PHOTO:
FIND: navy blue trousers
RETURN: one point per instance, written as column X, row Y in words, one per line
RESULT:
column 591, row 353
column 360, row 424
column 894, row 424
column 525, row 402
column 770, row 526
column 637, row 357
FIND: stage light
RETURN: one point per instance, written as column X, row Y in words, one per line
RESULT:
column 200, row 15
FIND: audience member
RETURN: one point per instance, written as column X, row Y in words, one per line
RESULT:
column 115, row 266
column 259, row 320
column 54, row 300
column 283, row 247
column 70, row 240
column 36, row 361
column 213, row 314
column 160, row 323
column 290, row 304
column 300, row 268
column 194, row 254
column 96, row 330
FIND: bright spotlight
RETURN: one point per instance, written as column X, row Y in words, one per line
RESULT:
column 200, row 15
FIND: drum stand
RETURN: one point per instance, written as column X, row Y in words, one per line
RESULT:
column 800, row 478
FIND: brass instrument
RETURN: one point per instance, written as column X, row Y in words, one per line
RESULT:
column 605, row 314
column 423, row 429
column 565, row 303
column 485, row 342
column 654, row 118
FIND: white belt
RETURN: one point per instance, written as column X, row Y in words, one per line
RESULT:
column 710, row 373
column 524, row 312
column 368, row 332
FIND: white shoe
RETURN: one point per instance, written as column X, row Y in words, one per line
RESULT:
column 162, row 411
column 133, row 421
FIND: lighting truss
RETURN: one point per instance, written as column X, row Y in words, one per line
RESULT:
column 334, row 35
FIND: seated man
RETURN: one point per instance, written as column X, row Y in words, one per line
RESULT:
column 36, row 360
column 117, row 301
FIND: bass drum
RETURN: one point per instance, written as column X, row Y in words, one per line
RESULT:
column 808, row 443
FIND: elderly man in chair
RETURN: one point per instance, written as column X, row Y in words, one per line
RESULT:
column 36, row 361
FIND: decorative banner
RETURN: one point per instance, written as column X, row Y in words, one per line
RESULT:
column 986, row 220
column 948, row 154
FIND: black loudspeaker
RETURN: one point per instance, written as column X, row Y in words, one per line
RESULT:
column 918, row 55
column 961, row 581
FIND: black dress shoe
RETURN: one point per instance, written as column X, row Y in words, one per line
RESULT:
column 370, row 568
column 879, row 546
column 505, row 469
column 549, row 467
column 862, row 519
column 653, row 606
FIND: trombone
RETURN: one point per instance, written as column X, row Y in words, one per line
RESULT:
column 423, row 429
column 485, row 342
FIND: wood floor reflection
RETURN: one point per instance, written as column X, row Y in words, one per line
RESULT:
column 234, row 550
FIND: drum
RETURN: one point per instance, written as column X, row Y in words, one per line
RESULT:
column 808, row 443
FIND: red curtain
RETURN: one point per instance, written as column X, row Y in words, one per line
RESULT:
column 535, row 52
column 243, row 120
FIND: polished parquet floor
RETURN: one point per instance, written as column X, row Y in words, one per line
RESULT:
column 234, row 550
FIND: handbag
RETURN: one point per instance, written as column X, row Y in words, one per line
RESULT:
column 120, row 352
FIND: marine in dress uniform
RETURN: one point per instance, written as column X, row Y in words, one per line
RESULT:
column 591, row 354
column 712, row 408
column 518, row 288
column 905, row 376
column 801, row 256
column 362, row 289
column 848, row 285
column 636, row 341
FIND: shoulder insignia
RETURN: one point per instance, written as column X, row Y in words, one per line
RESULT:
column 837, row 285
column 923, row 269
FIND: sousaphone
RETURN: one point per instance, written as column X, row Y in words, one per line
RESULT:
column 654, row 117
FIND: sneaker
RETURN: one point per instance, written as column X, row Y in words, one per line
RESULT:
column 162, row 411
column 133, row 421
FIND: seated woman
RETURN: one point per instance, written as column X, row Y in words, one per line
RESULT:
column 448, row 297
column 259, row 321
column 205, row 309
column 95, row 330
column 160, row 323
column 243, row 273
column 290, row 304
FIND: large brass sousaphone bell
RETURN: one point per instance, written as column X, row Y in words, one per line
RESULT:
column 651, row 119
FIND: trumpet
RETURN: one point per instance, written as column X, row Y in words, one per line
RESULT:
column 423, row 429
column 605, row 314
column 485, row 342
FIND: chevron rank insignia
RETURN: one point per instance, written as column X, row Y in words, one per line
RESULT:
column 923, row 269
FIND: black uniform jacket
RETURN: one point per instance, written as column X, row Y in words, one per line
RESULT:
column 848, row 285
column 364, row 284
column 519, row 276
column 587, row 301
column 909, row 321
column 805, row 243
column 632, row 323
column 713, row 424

^^^^^^^^

EXERCISE DESCRIPTION
Having gone through the data above, repeat it exactly.

ANSWER SPACE
PHOTO:
FIND: navy blue trousers
RETURN: one point per instance, written as column X, row Y in words, one per line
RESULT:
column 591, row 353
column 360, row 424
column 894, row 424
column 525, row 402
column 770, row 526
column 637, row 357
FIND: stage light
RETURN: one point per instance, written as column X, row Y in words, one per line
RESULT:
column 200, row 15
FIND: audience member
RETURN: one point per instance, written as column X, row Y in words, one per line
RESULT:
column 115, row 266
column 259, row 320
column 54, row 300
column 283, row 247
column 70, row 240
column 36, row 361
column 213, row 314
column 160, row 323
column 290, row 304
column 300, row 268
column 194, row 254
column 96, row 330
FIND: bright spotlight
RETURN: one point per instance, written as column X, row Y in words, one per line
RESULT:
column 200, row 15
FIND: drum stand
RETURN: one point per instance, written as column X, row Y in words, one per line
RESULT:
column 800, row 478
FIND: brass instrument
RETURN: one point per instance, written as column X, row Y in words, one per line
RESULT:
column 605, row 314
column 423, row 429
column 565, row 303
column 485, row 342
column 654, row 118
FIND: white belt
RETURN: one point per instance, written as column X, row Y in words, one per line
RESULT:
column 710, row 373
column 524, row 312
column 368, row 332
FIND: white shoe
RETURN: one point per instance, written as column X, row Y in words, one per line
RESULT:
column 162, row 411
column 133, row 421
FIND: lighting truss
RETURN: one point per instance, written as column X, row Y in words, one per line
RESULT:
column 334, row 35
FIND: seated man
RETURN: one point per instance, written as column X, row Y in words, one per line
RESULT:
column 36, row 360
column 117, row 301
FIND: bass drum
RETURN: one point per instance, written as column X, row Y in words, one per line
RESULT:
column 808, row 443
FIND: elderly man in chair
RETURN: one point per instance, written as column X, row Y in words, one per line
RESULT:
column 36, row 361
FIND: decorative banner
RETURN: one point per instance, written as column X, row Y in words, one per line
RESULT:
column 986, row 220
column 948, row 154
FIND: black loudspeaker
RETURN: one point per instance, written as column X, row Y in words, one per line
RESULT:
column 918, row 55
column 961, row 581
FIND: black dress shoe
RETURN: one point per instance, written as column X, row Y in words, one per line
RESULT:
column 370, row 568
column 879, row 546
column 505, row 469
column 549, row 467
column 862, row 519
column 653, row 606
FIND: trombone
RETURN: one point per instance, written as column X, row Y in words, one per line
RESULT:
column 423, row 429
column 485, row 342
FIND: wood floor reflection
RETURN: one point per instance, written as column X, row Y in words, one per line
RESULT:
column 234, row 550
FIND: drum
RETURN: one point per instance, written as column X, row Y in words, one per line
RESULT:
column 808, row 443
FIND: red curtain
RETURN: one point per instance, written as column X, row Y in words, one per line
RESULT:
column 535, row 52
column 243, row 120
FIND: polished parquet floor
RETURN: one point per instance, written as column X, row Y in words, one per line
RESULT:
column 234, row 550
FIND: handbag
RETURN: one point per instance, written as column X, row Y in words, one per line
RESULT:
column 120, row 352
FIND: marine in dress uniform
RETURN: one point per instance, written as column X, row Y in words, one per line
RESULT:
column 591, row 354
column 712, row 408
column 518, row 288
column 905, row 376
column 801, row 256
column 362, row 289
column 848, row 285
column 636, row 341
FIND: shoulder insignia
RETURN: one point per instance, written as column X, row Y in words, one per line
RESULT:
column 837, row 285
column 923, row 269
FIND: sousaphone
RETURN: one point per instance, written as column X, row Y in words, one per line
RESULT:
column 654, row 117
FIND: sneaker
RETURN: one point per instance, written as column X, row Y in words, one per line
RESULT:
column 162, row 411
column 133, row 421
FIND: seated woman
RETURN: one point per instance, written as column X, row Y in words, one per line
RESULT:
column 448, row 297
column 259, row 321
column 205, row 309
column 95, row 330
column 160, row 323
column 243, row 273
column 290, row 304
FIND: large brass sousaphone bell
RETURN: one point per instance, written as column X, row Y in words, one per line
RESULT:
column 651, row 119
FIND: trumpet
RETURN: one point per instance, written as column X, row Y in words, one per line
RESULT:
column 423, row 429
column 605, row 314
column 485, row 342
FIND: chevron rank insignia
RETURN: one point per instance, written as column X, row Y in words, one per line
RESULT:
column 923, row 269
FIND: black uniform jacket
RETURN: one point per instance, written as column X, row Y in words, one per line
RESULT:
column 848, row 285
column 364, row 284
column 519, row 276
column 587, row 301
column 909, row 321
column 805, row 243
column 632, row 323
column 713, row 424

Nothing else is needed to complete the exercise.